**Questions on the material**
1. Summarize the reading notes on A Farewell to Alms in two sentences.
2. Continue the reading notes on A Farewell to Alms from the point where they stop.

**Extracted text**
---------------
I’m about a third of the way through A Farewell to Alms.

So far the author has reviewed the malthusian hypothesis and brought a lot of supporting data in support of it being an accurate description of life before 1800s.

The Hypothesis is that any difference in death and birth rate is a transitory and not a steady state.

Related is this:
1. An increase in productivity leads to greater wealth (standard of living).
2. Greater wealth leads to a decrease in the death rate.
3. This leads to an increased population.
4. This decreases productivity as an increase in labor without an increase in land or capital has a diminishing marginal return.
5. Death rate increases back to norm.

Therefore improvements in technology and good goverment only temporarily increase wealth.
Furthermore things like alms, cleanliness and such will, in the long run, only increase population and that population will be poorer.  Things like war and disease on the other hand will raise the standard of living.

As an example of disease raising the standard of living and cleanliness reducing it, he compares wages in unsanitary pre 1800 england with sanitary pre 1800 japan.  The english are much wealthier.  He gives the example of third world countries where people are poorer than any people in history.  This is possible he says because cheap antibiotics means that they can live and not die on a lot less.

My reaction is: life is good.  I’m not sure that these third world peoples have made the wrong choice.  Is wealth better than family?
---------------
Stored data entries:
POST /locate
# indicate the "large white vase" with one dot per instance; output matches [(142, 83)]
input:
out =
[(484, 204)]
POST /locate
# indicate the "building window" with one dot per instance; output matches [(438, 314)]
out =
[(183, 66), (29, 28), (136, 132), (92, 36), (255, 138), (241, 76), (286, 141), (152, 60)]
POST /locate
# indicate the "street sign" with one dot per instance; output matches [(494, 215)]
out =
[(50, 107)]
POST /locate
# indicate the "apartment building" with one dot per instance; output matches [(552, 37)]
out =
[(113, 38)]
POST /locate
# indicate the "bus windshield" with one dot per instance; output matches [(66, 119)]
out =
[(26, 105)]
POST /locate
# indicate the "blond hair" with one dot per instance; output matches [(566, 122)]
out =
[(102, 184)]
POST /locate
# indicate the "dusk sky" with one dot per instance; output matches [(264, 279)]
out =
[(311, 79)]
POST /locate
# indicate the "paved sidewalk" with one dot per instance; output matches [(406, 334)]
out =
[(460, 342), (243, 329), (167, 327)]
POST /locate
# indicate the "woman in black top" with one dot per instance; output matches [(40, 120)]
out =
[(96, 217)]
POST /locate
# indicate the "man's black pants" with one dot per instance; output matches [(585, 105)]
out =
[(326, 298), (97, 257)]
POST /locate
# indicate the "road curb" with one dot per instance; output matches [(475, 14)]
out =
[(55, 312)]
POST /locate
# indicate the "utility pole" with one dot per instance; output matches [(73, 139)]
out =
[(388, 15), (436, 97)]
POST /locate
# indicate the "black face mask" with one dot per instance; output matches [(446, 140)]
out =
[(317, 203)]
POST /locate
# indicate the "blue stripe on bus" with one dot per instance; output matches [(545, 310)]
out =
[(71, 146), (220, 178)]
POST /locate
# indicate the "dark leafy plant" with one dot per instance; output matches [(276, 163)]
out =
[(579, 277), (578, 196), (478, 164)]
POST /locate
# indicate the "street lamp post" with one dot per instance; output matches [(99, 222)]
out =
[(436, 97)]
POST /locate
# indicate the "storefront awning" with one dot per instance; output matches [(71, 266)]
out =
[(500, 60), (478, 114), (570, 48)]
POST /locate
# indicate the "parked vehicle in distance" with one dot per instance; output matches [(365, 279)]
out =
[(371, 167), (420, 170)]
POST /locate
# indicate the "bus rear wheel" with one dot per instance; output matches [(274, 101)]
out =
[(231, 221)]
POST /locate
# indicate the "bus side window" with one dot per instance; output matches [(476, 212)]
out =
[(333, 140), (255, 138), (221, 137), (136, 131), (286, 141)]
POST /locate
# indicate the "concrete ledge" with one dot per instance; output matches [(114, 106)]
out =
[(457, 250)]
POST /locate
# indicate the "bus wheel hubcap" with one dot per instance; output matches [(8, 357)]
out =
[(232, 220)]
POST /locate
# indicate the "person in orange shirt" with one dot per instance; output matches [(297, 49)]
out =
---------------
**Answers for this exercise**
1. About a third of the way through the book, the writer reports that its author reviews the Malthusian hypothesis with supporting data showing it described life before the 1800s: gains from technology and good government only temporarily raise wealth, while alms and cleanliness in the long run create a larger, poorer population and war and disease raise living standards. The author illustrates this by comparing unsanitary, wealthier pre-1800 England with sanitary pre-1800 Japan and by pointing to third-world countries kept alive on less by cheap antibiotics, and the writer responds that life is good and asks whether wealth is better than family.

2.
My deeper thoughts are that a country with more people will have a higher GNP even if the other outputs are constant as the marginal productivity decreases but does not reach zero.  Therefore they will win.

He hasn’t gotten to why the post 1800 advanced world is different.  I’m assuming he’ll mention that productivy increase outsripped population increase.  I.E. technology won.  I’m thinking that for that to happen you need a lot of people, some of whom will have enough money, brains, and intelligence to discover new things (or places).  Income is distributed according to a power law so more people means more wealthy and the most wealthy will have a higher absolute wealth.  I’m sure the exact power distribution probably has a big effect.

Another random though is that since animals are in a malthusian state, your local hunter makes life better for animals in general :).

It is interesting thus far.  we’ll see what he has to say next.